THE DATA ->
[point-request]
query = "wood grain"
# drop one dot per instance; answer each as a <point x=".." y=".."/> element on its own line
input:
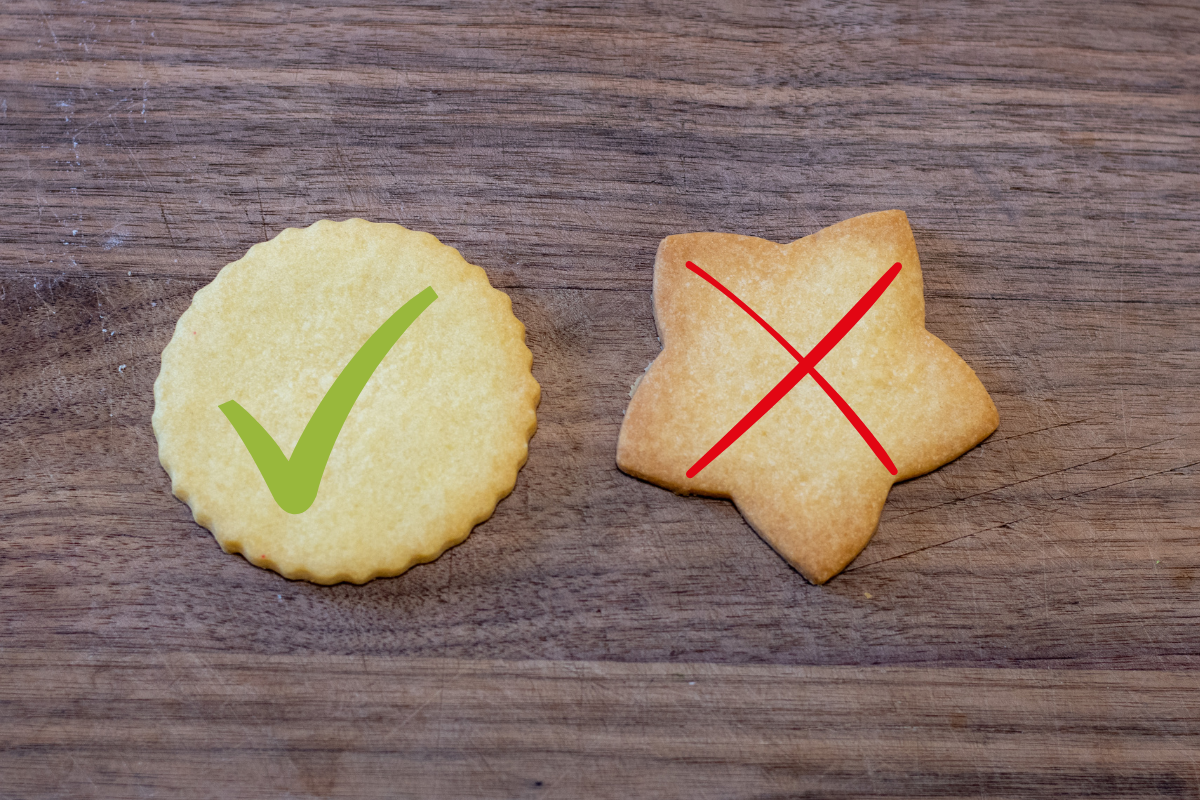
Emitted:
<point x="1025" y="620"/>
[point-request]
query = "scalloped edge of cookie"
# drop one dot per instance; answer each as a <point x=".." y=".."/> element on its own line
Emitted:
<point x="503" y="486"/>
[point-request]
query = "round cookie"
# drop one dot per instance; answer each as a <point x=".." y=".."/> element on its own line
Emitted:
<point x="430" y="445"/>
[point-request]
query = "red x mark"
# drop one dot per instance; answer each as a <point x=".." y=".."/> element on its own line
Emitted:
<point x="807" y="366"/>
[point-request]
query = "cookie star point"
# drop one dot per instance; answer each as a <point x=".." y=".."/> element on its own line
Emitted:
<point x="805" y="475"/>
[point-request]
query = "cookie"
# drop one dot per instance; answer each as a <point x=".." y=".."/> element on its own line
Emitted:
<point x="345" y="401"/>
<point x="799" y="382"/>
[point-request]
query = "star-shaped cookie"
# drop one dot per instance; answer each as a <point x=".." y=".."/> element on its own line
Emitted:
<point x="825" y="341"/>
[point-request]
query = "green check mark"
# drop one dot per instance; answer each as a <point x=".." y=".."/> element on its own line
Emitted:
<point x="294" y="481"/>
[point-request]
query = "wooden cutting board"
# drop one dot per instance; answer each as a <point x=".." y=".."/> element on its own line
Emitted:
<point x="1025" y="620"/>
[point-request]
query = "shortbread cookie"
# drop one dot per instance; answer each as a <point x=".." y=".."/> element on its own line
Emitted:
<point x="805" y="476"/>
<point x="432" y="440"/>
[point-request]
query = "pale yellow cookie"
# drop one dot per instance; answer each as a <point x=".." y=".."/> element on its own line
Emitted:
<point x="432" y="443"/>
<point x="803" y="477"/>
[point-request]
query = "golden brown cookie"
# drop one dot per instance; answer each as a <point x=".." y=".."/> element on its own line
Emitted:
<point x="803" y="476"/>
<point x="431" y="444"/>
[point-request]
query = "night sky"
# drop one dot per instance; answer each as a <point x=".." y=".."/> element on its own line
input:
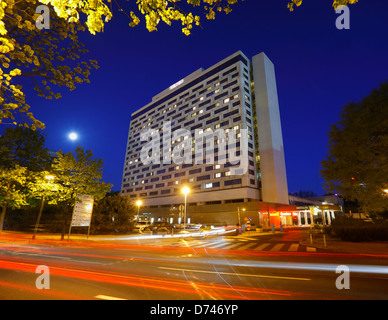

WHAT IS BEING ASKED -> Report how many lines of the entries above contain "mark", and give no other output.

OUTPUT -> 2